§ **TEXTE DE LA PAGE**
::::::::

# Demande d'aide pour décrypter fichier AES



## ftdm (29 Novembre 2015)

Salut à tous,

Je possède un téléphone Android LG G3 qui permet de crypter des photos.

Suite au plantage de ma carte micro-SD, j'ai du en acheter une neuve et y copier une sauvegarde récente (je backup ma carte micro-SD tous les mois...)

J'ai bien retrouvé toutes mes données sauf que les photos cryptées ne sont plus reconnues par mon téléphone.

Savez-vous comment je pourrais éventuellement les décrypter par des lignes de commande terminal (je suis sur Mac OS).

Voici une capture d'écran des premières ligne du fichier ouvert par une application qui lit les données hexa :





Je précise que je suis bien possesseur de ces fichiers et détenteur du mot de pass !

Merci pour votre aide ;-)

Franck


----------



## secureinfo42 (22 Janvier 2016)

Yeah ! Challenge time !! 
Alors dans ton screenshot, on voie une entête de fichiers (jusqu'à ==)
Ce qui est un peu embêtant c'est que c'est pas encodé en base64 derrière (même si c'est logique pour éviter de prendre trop de place, rapport 1.75)
Il te faut donc soit le logiciel du téléphone, si t'était sosu Android, tu peux faire une machine virtuelle sous Android, y transférer tes fichiers (par ftp/ssh ou via un site web) et les déchiffrer dedans
Alors, déjà fait une copie de chacun de ces fichiers
Soit on schinte l'entête et on décode le binaire:
Chaque ligne fait :
850-865834618@lge.comç à~<
01234567890123456789012345
00000000001111111111222222
il y'a 25 octets par ligne, il y'a 13 lignes mais la dernière se finit au 20ème octet (plus très certianement un caractère NULL pour finir les entêtes
en espérant que chaque fichiers a cette même longueur d'entête tu peux
faire dans le terminal:
dd if=./mon_image_001.jpg skip=$((25*13-6+1)) bs=1 of=./mon_image_a_decoder_001.jpg
_# if = fichier d'entrée
# of = fichier à écrire
# bs = lecture octet par octet_

si tu as les macports (tu auras besoin d'XCode pour installer les macports):
port install aesutil

si tu préfères homebrew ou fink, doit y avoir l'équivalent
perso, je préfère les macports car ils ont plus de packages et sont hébergés par Apple
ensuite il faudra alors faire :
aes -d -f ./mon_image_a_decoder_001.jpg -o ./mon_image_decodee_001.jpg

et pour ouvrir l'image et vérifier qu'elle est bien déchiffrée:
open ./mon_image_decodee_001.jpg

si ça fonctionne pour une image, alors tu peux faire un script shell :
nano decrypt_all.sh

dans lequel il y aura:


_# --- DEBUT DU SCRIPT_

_# Créé le dossier où seront stockées_
_# les fichiers déchiffrés correctement_
mkdir decrypted_files 

_# Demande le mot de passe _
read -sp "Mot de passe:" pass 

_# Recherche les fichiers avec les extensions jpg,png,JPG ou PNG_
find . -name "*.jpg" -o -name "*.png" -o -name "*.JPG" -o -name "*.PNG"|while read file ; do 
_  # Pour chaque fichier, on esquive (donc) l'entête_
  dd if="$file" skip=$((25*13-6)) bs=1 of="$file.to_decode"

::::::::

§ **DONNÉES DISPONIBLES**

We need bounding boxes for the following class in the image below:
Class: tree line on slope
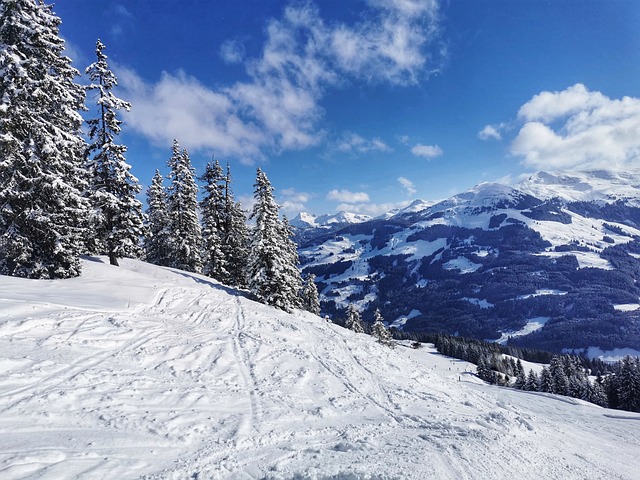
[0,0,319,313]
[432,335,640,412]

::::::::

§ **OBJECTIF**
Reproduisez à l'identique le passage du fil sur le déchiffrement AES qui va de « # Demande d'aide » à « crypter des photos. ».

§ **RÉPONSE RÉDIGÉE**
# Demande d'aide pour décrypter fichier AES



## ftdm (29 Novembre 2015)

Salut à tous,

Je possède un téléphone Android LG G3 qui permet de crypter des photos.